Ennstaler Alpen XXS

Die ersten Schneefälle liegen schon drei Tage zurück. Ich hoffe, auf zweitausend Meter kein Weiß mehr anzutreffen und fahre nebelgeplagt, langsam Richtung Oppenberg. Aber bereits am Buchauer Sattel kann ich schon erkennen, dass noch viel Schnee auf den höheren Bergen liegt.

Das Wetter ist durchwachsen, und die Prognosen deuten auf keine durchschlagende Wetterbesserung hin. Ich disponiere um und beschließe, den Bergpygmäen der Ennstaler Alpen, den Dörfelstein mit gerade einmal 1074 m, zu besteigen. Sogar im Rother Wanderführer „Gesäuse“ der Auferbauers gibt es eine Beschreibung seiner Besteigung. Er ist der kleine Hausberg von Hall, und in seinen Anforderungen „meinem“ Buchenberg nicht unähnlich.

Ich parke direkt vor der Kirche und erkundige mich, ob ich mit meinem Auto nicht vielleicht einem anstehenden Begräbnis oder einer anderen kirchlichen Feier im Weg „parke“.

Der Pfad beginnt wenige Meter unterhalb der Kirche, und so eine Überraschung – beim Kirchenwirt! Es gibt einen großen Parkplatz, und hier zu parken wäre besser gewesen.

Ein sehr nasser, tiefer, gatschiger Steig führt neben einer kräftig gestutzten Hecke hinter dem Gasthaus aufwärts.

Beim Erreichen dieser Gstätten beginnt es aus dem Nebel zu regnen, es ist feuchtkalt,  und dies entspricht auch meiner eigenen Stimmungslage.

Dieser nebelige, vernieselte Tag ist ein trostloser Wiedergänger des vorigen Tages. Trostlos ist auch mein persönlicher Herbst in diesem Jahr. Ich musste von lieben Menschen am Grab Abschied nehmen. Schmerzliche Tage liegen hinter mir, wie viele warten noch auf mich?

Meine Regenausrüstung präsentiert sich ganz in blau. Die Regehülle für den Rucksack ist verkehrt aufgezogen, ich bin mit meinen Gedanken nicht ganz bei der Sache.

Der Weg durch den Nebel kann schon als Lebensmetapher herhalten…

…auch weil er stellenweise steil und mühsam ist.

Viel zu schnell erreiche ich den Gipfel (zumindest bin ich dieser Meinung). Ich rufe meine Frau an, um mich schon für das Mittagessen zurückzumelden.

Blick nach Admont. Der Himmel ist wolkenbedeckt und immer wieder nieselt es leicht.

Ziel:
Führe den Tourenbericht über die Besteigung des Dörfelsteins im Anschluss an seinen letzten Satz fort. Die Einträge stammen aus einer anderen Quelle als der Tourenbericht.

Material:
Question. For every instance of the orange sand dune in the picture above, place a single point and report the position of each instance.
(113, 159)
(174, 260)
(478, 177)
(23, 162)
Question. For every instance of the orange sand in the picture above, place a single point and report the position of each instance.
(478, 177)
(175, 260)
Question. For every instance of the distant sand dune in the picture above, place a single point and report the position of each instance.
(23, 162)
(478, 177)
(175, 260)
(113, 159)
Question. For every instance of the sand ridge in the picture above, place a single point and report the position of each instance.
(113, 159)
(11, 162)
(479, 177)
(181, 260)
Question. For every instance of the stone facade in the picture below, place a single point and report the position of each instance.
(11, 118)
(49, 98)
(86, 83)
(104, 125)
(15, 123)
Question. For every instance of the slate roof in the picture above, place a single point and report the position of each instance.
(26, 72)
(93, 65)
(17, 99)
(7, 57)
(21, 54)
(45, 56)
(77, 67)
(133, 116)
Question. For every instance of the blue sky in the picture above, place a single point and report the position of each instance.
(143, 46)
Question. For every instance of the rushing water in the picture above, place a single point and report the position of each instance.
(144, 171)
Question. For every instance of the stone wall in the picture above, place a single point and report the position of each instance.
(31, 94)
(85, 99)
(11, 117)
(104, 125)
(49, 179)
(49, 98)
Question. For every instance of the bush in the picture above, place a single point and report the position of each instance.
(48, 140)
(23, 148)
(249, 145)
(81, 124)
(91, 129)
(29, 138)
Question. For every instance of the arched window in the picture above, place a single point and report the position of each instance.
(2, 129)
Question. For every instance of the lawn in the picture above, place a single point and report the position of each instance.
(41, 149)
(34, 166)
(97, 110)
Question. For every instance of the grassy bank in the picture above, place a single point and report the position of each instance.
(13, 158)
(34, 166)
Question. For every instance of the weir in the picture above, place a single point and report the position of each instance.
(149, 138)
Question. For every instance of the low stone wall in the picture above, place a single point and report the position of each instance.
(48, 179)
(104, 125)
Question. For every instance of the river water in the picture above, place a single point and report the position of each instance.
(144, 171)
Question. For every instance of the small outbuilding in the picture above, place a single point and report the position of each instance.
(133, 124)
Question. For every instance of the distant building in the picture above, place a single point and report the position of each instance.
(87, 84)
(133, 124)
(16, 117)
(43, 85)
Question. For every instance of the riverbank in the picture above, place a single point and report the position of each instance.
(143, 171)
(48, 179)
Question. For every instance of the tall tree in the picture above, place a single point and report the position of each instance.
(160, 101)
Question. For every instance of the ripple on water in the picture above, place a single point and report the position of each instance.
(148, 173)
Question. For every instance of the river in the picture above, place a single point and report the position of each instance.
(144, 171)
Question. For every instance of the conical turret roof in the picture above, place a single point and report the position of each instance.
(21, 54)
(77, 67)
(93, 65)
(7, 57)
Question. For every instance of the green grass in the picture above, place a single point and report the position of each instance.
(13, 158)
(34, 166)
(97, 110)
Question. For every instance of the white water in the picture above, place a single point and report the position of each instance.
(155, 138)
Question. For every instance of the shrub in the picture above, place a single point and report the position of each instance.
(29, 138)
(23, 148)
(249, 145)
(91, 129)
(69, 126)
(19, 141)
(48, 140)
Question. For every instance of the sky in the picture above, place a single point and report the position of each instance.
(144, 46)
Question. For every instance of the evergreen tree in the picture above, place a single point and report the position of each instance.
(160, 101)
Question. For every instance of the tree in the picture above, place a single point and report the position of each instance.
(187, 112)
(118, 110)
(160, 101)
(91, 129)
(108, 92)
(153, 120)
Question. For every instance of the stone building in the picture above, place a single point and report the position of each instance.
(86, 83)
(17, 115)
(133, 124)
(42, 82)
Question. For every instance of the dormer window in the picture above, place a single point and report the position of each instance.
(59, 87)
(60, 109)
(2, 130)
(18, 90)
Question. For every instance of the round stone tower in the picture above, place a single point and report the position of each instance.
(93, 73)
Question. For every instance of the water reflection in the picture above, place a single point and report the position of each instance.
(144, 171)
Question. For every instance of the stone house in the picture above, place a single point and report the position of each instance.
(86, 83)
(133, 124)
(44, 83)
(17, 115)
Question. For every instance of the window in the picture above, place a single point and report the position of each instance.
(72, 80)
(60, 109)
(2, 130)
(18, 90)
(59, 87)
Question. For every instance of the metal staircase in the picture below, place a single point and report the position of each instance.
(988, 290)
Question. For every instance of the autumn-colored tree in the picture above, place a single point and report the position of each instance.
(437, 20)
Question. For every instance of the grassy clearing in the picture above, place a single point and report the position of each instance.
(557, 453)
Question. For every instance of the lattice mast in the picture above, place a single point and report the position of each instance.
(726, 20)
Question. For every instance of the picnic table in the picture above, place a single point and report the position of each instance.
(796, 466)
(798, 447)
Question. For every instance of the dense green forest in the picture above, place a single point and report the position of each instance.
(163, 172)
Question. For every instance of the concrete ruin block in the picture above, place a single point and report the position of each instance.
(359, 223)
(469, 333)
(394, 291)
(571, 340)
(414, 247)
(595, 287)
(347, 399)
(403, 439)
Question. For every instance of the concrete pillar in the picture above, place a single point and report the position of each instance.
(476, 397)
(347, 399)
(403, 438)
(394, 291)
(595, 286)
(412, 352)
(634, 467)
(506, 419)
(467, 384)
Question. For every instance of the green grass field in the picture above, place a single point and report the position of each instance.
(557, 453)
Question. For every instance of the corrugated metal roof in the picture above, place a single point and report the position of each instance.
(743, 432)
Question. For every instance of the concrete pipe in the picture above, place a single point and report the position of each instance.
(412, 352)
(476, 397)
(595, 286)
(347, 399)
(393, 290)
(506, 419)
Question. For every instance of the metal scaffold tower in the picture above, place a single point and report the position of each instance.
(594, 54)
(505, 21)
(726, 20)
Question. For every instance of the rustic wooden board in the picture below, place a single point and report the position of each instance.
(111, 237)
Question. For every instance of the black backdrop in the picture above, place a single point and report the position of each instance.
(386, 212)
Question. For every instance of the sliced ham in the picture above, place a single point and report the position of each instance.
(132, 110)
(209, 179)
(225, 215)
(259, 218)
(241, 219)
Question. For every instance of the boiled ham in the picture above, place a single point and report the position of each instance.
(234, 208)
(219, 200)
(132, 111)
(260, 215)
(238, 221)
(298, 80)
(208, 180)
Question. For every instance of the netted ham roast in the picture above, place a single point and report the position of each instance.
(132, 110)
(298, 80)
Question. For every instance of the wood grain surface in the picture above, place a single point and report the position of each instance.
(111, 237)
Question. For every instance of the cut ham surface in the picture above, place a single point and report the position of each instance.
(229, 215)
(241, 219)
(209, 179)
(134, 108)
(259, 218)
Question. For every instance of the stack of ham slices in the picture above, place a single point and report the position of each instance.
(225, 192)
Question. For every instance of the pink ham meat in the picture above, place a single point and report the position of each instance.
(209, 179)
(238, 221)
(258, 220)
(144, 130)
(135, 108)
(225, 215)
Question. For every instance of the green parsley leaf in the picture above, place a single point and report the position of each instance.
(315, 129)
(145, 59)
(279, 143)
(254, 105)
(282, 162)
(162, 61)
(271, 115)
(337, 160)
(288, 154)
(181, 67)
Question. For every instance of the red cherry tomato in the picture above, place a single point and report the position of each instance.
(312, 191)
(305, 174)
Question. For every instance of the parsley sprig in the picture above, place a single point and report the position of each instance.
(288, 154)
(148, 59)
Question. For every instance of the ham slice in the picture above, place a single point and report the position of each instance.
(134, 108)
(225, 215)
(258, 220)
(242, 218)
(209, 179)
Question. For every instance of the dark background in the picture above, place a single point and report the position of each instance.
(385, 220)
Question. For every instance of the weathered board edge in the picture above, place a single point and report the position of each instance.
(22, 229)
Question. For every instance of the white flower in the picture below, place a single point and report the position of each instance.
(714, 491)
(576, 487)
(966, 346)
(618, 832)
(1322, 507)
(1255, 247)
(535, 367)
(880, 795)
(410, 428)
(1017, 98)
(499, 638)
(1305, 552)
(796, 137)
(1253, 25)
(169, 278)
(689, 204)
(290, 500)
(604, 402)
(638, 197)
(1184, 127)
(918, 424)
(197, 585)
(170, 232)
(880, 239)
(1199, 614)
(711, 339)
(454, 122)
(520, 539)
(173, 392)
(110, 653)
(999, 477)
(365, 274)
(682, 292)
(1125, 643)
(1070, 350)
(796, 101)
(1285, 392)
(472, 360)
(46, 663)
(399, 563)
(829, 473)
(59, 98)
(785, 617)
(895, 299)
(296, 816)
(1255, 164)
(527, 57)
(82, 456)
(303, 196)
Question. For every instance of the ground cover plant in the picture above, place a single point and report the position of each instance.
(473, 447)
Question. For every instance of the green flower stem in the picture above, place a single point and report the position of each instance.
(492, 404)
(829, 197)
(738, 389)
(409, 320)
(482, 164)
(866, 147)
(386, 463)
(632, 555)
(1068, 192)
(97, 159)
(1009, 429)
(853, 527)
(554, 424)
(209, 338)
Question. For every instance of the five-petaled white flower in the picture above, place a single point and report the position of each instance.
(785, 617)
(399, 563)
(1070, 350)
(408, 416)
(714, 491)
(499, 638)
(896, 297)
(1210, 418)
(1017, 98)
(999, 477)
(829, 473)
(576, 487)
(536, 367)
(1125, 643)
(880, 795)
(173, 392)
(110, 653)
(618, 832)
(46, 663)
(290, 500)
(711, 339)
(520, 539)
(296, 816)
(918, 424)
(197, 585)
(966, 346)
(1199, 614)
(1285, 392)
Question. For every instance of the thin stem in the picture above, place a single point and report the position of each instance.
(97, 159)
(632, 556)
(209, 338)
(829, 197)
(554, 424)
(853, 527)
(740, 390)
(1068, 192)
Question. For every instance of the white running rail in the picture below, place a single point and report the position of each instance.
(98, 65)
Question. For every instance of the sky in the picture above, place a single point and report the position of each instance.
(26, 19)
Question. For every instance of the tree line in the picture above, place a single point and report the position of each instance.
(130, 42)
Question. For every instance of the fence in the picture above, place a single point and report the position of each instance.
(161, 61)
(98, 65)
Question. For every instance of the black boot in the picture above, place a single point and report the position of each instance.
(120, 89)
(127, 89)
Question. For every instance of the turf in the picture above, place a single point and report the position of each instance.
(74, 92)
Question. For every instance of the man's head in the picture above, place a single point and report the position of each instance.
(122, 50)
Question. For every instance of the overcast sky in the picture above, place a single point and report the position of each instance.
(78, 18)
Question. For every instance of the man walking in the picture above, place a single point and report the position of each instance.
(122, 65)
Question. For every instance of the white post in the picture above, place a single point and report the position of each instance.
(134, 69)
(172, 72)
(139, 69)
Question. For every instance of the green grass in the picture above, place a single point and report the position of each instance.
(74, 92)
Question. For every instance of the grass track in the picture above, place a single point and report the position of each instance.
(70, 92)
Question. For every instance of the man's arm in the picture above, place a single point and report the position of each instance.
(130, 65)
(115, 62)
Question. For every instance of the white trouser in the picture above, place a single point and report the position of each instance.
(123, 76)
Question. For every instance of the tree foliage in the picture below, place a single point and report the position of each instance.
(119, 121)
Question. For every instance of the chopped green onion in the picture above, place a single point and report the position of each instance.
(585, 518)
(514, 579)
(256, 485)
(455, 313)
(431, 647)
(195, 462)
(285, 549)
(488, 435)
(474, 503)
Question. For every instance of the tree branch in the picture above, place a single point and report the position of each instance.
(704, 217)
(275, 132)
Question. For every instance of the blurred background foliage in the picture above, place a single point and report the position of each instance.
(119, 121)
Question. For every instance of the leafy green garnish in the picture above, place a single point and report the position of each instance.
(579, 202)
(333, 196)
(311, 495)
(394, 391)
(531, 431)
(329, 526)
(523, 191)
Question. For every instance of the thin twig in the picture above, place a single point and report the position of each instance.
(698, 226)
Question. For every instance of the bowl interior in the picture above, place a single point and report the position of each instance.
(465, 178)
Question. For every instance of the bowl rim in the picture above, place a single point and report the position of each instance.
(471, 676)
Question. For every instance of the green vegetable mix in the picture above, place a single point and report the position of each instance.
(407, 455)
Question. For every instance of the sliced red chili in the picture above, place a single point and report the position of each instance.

Lösung:
Erst der Blick in das Gipfelbuch lässt mich stutzig werden. Dörfelstein West / Hallergipfel? Nur 1054 m hoch? Der Blick auf mein GPS sagt mir, dass hier kein Gipfel ist.

Trotzdem mache ich ein Foto mit dem nicht vorhandenen Gipfelkreuz auf diesem nicht vorhandenen Gipfel. Da kenn‘ ich keine falsche Scham.

Wenn das nicht der Gipfel ist, muss dieser woanders zu finden sein. Auf einem schönen, schmalen Steiglein, immer den von Föhren gesäumten Kamm entlang, gehe ich weiter.

Viele Wege führen auf diesen Grat. Sogar einen Zustieg mit Sicherungsseil von der Nordseite (Pitzalm) gibt es. Der Grat mit seinen Föhren schafft eine ganz eigene Laune bei seiner Begehung.

Jetzt habe ich den echten, den richtigen und wahren Gipfel erreicht. Dörfelstein Ost bzw. Wengergipfel mit 1074 m.

Die Höhe gibt zugleich das Gründungsdatum des Stiftes Admont an (E. Kren, Tourenbuch Gesäuse).

Nicht einmal die Haller Mauern oder den Pleschberg oder die Buchsteine kann ich erkennen. Genau so gut könnte ich irgendwo in Nordfriesland unter einer Wolkendecke stehen.

Hinter dem Lärcheck (1488 m), das ist die bewaldete Erhebung im Vordergrund, kann ich den Natterriegel (2065 m) erkennen. Im Graben rechts vom Lärcheck, führt der Haller Zustieg zum Admonter Haus.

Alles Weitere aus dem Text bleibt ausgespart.